REQUEST ▸
Which lines in the entries below contain the word "metal"? Pick out each one and copy it in full.
— BEGIN EXERCISE INPUT —
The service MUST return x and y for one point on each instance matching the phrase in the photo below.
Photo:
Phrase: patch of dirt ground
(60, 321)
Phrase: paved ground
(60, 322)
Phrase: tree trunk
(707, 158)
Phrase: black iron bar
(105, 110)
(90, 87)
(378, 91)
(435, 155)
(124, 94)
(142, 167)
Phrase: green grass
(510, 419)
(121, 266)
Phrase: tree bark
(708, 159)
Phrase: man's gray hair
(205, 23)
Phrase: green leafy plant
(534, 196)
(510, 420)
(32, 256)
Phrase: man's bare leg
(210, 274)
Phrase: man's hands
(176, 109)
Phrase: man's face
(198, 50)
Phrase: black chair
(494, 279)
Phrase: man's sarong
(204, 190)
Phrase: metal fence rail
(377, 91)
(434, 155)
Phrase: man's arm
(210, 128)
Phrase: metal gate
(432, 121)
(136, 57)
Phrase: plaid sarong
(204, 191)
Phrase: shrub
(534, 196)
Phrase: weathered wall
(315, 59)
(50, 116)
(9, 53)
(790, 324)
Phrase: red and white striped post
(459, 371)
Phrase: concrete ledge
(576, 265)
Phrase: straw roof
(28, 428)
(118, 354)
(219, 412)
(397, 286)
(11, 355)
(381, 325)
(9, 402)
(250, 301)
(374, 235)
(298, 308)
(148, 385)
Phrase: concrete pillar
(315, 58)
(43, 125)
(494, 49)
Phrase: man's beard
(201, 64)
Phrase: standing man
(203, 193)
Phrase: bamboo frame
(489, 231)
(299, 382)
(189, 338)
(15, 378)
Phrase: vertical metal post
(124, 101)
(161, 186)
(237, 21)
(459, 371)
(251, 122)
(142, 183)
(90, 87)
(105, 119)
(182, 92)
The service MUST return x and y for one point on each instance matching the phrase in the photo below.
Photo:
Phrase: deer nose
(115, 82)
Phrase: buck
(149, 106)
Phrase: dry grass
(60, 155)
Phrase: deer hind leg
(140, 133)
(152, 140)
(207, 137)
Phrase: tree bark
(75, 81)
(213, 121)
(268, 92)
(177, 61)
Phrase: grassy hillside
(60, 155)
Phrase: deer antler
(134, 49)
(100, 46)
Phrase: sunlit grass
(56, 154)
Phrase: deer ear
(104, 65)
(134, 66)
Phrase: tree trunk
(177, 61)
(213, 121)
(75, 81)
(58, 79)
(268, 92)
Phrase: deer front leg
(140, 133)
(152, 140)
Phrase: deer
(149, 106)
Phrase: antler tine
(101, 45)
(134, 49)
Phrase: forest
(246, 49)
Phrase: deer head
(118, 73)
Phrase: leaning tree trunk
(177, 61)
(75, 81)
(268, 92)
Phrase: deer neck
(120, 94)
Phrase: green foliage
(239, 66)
— END EXERCISE INPUT —
— BEGIN EXERCISE INPUT —
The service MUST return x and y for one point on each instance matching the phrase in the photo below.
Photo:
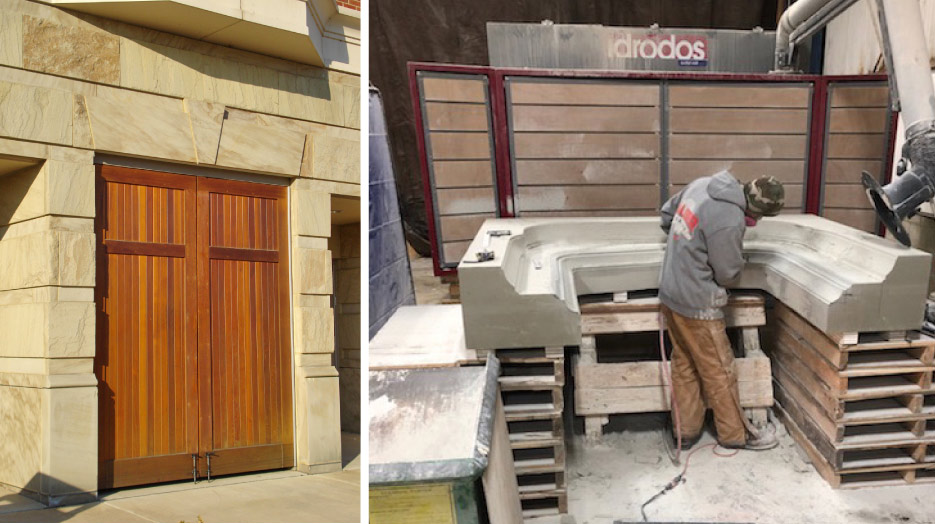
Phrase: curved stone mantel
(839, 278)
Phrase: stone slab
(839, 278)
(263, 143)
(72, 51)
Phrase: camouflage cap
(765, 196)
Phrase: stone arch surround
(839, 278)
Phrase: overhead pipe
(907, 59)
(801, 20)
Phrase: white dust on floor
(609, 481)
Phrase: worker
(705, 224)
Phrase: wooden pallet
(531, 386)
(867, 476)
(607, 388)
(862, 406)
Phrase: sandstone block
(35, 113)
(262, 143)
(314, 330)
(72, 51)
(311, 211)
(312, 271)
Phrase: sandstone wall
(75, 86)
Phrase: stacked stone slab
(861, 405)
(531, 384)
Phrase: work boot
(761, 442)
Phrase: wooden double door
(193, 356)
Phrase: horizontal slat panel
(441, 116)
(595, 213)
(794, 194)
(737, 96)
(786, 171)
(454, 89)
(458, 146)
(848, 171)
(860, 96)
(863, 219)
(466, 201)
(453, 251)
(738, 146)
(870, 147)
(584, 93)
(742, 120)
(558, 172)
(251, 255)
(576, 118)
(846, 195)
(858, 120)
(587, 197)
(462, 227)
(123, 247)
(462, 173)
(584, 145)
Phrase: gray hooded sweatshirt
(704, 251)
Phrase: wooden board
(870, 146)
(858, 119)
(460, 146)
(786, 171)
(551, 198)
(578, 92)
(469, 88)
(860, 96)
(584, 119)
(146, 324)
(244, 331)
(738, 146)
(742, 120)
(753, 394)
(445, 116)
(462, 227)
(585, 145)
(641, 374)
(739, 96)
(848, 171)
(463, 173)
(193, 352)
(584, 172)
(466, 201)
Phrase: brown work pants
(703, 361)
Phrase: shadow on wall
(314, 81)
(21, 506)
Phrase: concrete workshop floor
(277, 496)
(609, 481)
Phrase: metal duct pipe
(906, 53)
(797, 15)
— END EXERCISE INPUT —
SOLUTION ▸
Phrase: metal fence rail
Phrase: metal gate
Phrase: vertical metal post
Phrase: metal duct pipe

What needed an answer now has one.